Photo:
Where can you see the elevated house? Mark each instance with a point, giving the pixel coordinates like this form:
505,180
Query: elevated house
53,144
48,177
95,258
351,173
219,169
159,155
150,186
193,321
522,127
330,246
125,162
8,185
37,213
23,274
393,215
++++++++++
Return every line of the records above unchanged, in their original order.

Photo:
Where can you see the elevated house? Mark each instance with a point, giving the pixel coordinates like this form:
505,180
Query: elevated house
53,144
48,177
95,258
351,173
219,169
159,155
150,186
193,321
522,127
330,246
125,162
8,185
37,213
23,274
393,215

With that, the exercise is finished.